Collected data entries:
==================================================

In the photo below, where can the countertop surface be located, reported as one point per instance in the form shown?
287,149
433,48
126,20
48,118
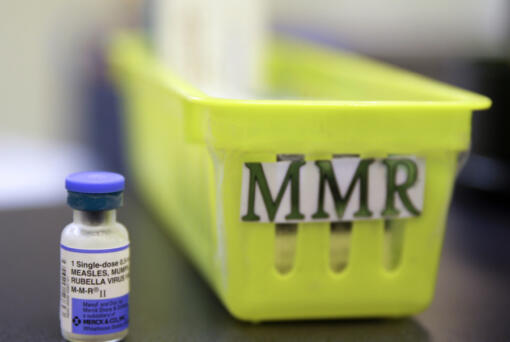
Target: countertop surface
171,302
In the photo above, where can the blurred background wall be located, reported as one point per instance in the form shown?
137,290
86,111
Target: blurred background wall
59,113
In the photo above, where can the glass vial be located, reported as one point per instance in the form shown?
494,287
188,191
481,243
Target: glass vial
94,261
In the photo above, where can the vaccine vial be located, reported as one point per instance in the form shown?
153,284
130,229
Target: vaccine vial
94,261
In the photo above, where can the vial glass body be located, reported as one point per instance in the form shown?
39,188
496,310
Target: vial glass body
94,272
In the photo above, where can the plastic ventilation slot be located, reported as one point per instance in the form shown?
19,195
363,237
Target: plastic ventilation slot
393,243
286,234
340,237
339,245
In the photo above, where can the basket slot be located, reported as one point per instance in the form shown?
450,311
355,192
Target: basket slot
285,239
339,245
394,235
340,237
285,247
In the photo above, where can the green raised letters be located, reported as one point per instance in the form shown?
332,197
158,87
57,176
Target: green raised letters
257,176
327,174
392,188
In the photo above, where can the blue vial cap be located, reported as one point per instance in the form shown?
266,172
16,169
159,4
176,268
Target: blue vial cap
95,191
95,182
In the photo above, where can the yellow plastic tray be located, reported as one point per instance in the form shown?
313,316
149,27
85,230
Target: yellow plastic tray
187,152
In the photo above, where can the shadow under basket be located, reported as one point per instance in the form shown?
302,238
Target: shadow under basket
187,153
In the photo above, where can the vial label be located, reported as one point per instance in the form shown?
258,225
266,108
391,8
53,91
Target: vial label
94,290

==================================================

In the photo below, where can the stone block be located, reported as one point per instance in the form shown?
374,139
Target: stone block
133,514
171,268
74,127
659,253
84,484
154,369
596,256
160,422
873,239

==================================================

Directive
Find every line in the preceding data that contains the string "above" and copy each of those lines in full.

Exercise result
In the photo above, where can the blurred background wall be located, reported as one point per instance in the form shown?
In the photo above, where can the glass vial be located, reported as one point per instance in the form shown?
In the photo above, where can the vaccine vial be located, reported as one point per instance in the form shown?
In the photo above, where can the vial glass body be located, reported as one point per instance in the form shown?
In the photo above, where can the plastic ventilation slot be located, reported as one point per instance in the form shown?
In the photo above, where can the basket slot be located, reported as one point per instance in the form shown?
In the photo above, where can the green raised letters be located, reported as one point per instance in the form shown?
In the photo above, where can the blue vial cap be located, reported as one point per instance in the form shown?
In the photo above, where can the yellow plastic tray be located, reported as one point per instance in the form shown?
In the photo above, where can the shadow under basket be located, reported as one point per instance in the form shown?
In the photo above, where can the vial label be located, reported as one point per instance in the form shown?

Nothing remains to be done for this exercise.